→ **Page excerpt**:
# # # #
The era of Sultan Abdülhamid II was an age of controversy and perplexity in Turkish history. Abdülhamid II himself was a man of inconsistencies. Though he is generally portrayed as a religious and conservative sultan, he had a private opera theater in his palace. More significantly, he was the founder of modern schools that aimed at educating Turkish youth, mainly the minority to be raised and recruited by the state, with the contemporary scientific knowledge of the West.
Following the modernization of Turkish schools, a new question emerged in intellectual circles: the dichotomy of science and religion, which had been a familiar one for Western Europe since the groundbreaking 17th century. The Young Turks, who were generally educated at the schools founded by Abdülhamid II, adopted an expressive position toward science, while the classical Ottoman ulama and the Islamists refused the dichotomy and tried to prove that Islam was not an obstacle for progress.
In fact, there was a third position, not taken by many, ideologically useless but philosophically defendable, which was that science and religion cannot and need not merge and that the so-called dichotomy between the two rose from the attempts to syncretize them. Adnan Adıvar, the first science historian and health minister of modern Turkey, defended such ideas in his articles and books, which have been generally considered a refutation of the ideological claim by Kemalism that the Ottomans were living in complete ignorance of science and the Ottoman religious system prevented them from realizing the scientific progress of the West.
Early life
Abdülhak Adnan Adıvar was born on Oct. 6, 1882, in the town of Gelibolu (Gallipoli) on the Dardanelles Strait in northwest Turkey to a notable scholar family. His family tree reaches back to Aziz Mahmud Hüdayi, a 17th-century Sufi leader who lived in Üsküdar district of Istanbul. Adıvar’s father, Mektubizade Bahai Efendi, was a jurist, and his grandfather, Abdülaziz Efendi, was a member of the Encümen-i Daniş, the first Ottoman science academy.
# # # #
→ **Activity A**:
Condense the paragraph of the text on Adnan Adıvar that begins "Abdülhak Adnan Adıvar was born" into a short list that keeps its main facts.
→ **Activity B**:
Transcribe the portion of the text on Adnan Adıvar starting with "The era of Sultan" and going on through "knowledge of the West.".

Saved entries:
# # # #
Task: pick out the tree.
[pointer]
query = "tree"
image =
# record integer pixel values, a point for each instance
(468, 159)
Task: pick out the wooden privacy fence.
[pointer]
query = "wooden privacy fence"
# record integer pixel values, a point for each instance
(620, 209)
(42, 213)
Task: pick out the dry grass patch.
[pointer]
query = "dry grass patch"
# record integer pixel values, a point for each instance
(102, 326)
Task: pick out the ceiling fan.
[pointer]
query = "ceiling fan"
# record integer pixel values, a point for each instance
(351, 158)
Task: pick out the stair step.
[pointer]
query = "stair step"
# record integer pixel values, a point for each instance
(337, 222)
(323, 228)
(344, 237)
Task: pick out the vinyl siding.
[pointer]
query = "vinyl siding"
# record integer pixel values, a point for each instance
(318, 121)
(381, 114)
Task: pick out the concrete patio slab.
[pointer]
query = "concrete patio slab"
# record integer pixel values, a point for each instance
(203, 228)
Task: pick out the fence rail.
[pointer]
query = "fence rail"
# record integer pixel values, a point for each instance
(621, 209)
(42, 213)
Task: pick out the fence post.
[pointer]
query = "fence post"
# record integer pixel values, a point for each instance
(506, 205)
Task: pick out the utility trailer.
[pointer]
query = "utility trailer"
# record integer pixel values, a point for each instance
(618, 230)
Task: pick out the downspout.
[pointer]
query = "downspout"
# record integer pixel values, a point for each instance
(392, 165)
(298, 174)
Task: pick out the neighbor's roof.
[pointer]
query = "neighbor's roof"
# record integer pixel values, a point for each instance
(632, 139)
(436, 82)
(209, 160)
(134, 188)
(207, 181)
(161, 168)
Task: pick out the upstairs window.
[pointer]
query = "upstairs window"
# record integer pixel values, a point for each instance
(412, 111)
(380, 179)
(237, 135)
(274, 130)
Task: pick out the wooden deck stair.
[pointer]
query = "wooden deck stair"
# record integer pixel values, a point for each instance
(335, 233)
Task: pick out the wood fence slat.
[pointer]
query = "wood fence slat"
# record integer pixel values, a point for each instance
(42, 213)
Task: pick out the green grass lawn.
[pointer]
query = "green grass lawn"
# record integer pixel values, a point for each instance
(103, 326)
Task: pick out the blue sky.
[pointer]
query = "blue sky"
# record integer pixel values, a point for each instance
# # # #
→ **Task answer A**:
- Born Oct. 6, 1882, in Gelibolu (Gallipoli) on the Dardanelles Strait in northwest Turkey, to a notable scholar family
- Family tree reaches back to Aziz Mahmud Hüdayi, a 17th-century Sufi leader who lived in Istanbul's Üsküdar district
- Father: Mektubizade Bahai Efendi, a jurist
- Grandfather: Abdülaziz Efendi, a member of the Encümen-i Daniş, the first Ottoman science academy

→ **Task answer B**:
The era of Sultan Abdülhamid II was an age of controversy and perplexity in Turkish history. Abdülhamid II himself was a man of inconsistencies. Though he is generally portrayed as a religious and conservative sultan, he had a private opera theater in his palace. More significantly, he was the founder of modern schools that aimed at educating Turkish youth, mainly the minority to be raised and recruited by the state, with the contemporary scientific knowledge of the West.